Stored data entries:
'''

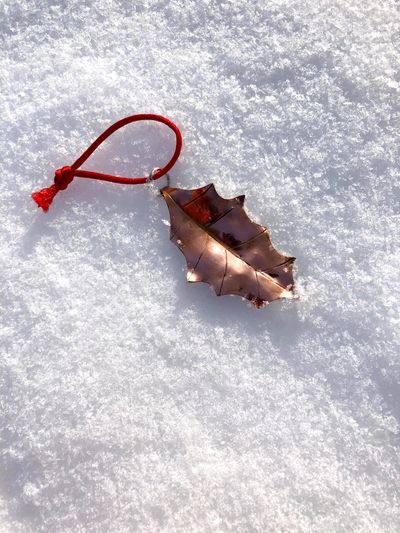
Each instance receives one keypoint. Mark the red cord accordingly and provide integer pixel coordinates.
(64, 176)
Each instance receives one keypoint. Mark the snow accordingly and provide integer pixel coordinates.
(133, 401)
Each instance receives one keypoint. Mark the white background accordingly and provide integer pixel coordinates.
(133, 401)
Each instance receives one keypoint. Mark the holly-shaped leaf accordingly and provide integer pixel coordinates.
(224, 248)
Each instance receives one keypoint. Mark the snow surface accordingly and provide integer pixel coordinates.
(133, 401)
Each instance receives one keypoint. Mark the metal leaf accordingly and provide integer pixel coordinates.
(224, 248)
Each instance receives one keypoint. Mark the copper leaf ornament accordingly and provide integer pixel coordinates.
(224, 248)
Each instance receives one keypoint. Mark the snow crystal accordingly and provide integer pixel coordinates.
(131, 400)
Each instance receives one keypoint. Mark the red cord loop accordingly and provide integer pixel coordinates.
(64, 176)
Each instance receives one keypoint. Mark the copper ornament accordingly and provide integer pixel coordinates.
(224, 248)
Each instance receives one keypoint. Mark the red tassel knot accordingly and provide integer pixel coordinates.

'''

Copy every record exactly; no pictures.

*Written answer:*
Each instance receives one keypoint. Mark the red cord accordingly and provide integer pixel coordinates.
(64, 176)
Each instance receives one keypoint. Mark the snow accordingly and provide integer pixel coordinates.
(133, 401)
Each instance receives one keypoint. Mark the white background accordingly and provide integer pixel coordinates.
(133, 401)
Each instance receives one keypoint. Mark the holly-shaped leaf accordingly and provide integer pixel coordinates.
(224, 248)
Each instance receives one keypoint. Mark the snow surface accordingly and provide integer pixel coordinates.
(133, 401)
Each instance receives one keypoint. Mark the metal leaf accordingly and provide integer pixel coordinates.
(224, 248)
Each instance receives one keypoint. Mark the copper leaf ornament accordingly and provide integer pixel coordinates.
(224, 248)
Each instance receives one keypoint. Mark the snow crystal accordingly and provide integer pixel coordinates.
(131, 400)
Each instance receives one keypoint. Mark the red cord loop accordingly and provide integer pixel coordinates.
(64, 176)
Each instance receives one keypoint. Mark the copper ornament accordingly and provide integer pixel coordinates.
(224, 248)
Each instance receives one keypoint. Mark the red tassel knot accordingly and provide integer pixel coordinates.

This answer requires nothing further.